From Turkish Delights to blinis and biscotti, these bite-sized festive recipes are inspired by books
We’re a bunch of bookworms here at hush HQ. And now that we’ll be spending even more time indoors this winter, the prospect of getting lost in a brilliant book for a few hours has never sounded so appealing. The literary scenes we’re most enthralled by? Ones involving food, of course.
It’s something we have in common with food writer Kate Young. Back in 2014, Kate launched The Little Library Café, her blog where she posted creative recipes for the fictional food found in her favourite books.
Her first recipe was a recreation of the treacle tart that Harry Potter devours during a feast at Hogwarts (a fine choice, we might add) and she went on to read, cook and write regularly. A year later, her blog was picked up by The Guardian and, in autumn 2017, her first recipe book, The Little Library Cookbook, was published.
From a Victoria sponge inspired by Jane Austen’s Emma to a recreation of the Jollof rice in Chimamanda Ngozi Adichie’s Americanah, Kate’s literary-focussed recipes have now won her a legion of fans – and several book deals.

• **Actions to take**:
(1) Can you shorten the paragraph beginning "Her first recipe was" in the article on Kate Young's literary recipes while keeping its main facts?
(2) How would you put this sentence from the article on Kate Young's literary recipes into Spanish: "It’s something we have in common with food writer Kate Young."
(3) Would you carry the article on Kate Young's book-inspired recipes on past its final sentence?

• **Dataset rows**:

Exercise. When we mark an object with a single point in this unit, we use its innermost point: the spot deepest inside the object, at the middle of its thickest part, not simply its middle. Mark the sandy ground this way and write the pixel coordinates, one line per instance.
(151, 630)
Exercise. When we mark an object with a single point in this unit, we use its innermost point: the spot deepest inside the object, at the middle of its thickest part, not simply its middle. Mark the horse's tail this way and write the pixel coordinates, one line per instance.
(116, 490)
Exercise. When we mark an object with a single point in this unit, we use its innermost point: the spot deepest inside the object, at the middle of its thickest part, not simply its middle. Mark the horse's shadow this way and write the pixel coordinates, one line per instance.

• **Exercise responses**:
(1) Kate began with a recreation of the treacle tart Harry Potter eats at a Hogwarts feast and kept reading, cooking and writing regularly. A year later The Guardian picked up her blog, and her first cookbook, The Little Library Cookbook, came out in autumn 2017.

(2) Es algo que tenemos en común con la escritora gastronómica Kate Young.

(3)
This month sees the release of her third cookbook, The Little Library Christmas, which features over 50 recipe ideas accompanied by the literary passages that inspired them. These pages are filled with the food and stories designed to capture the magic of the festive season.
“Like so many Christmas traditions – hanging stockings, dressing the tree, making gingerbread houses – there is an unmistakably childlike joy intrinsic in the celebration of these scenes,” says Kate. “There is something truly magical about Christmas that invites us to shelve our cynicism, to lean into the joy, to find reasons to celebrate.”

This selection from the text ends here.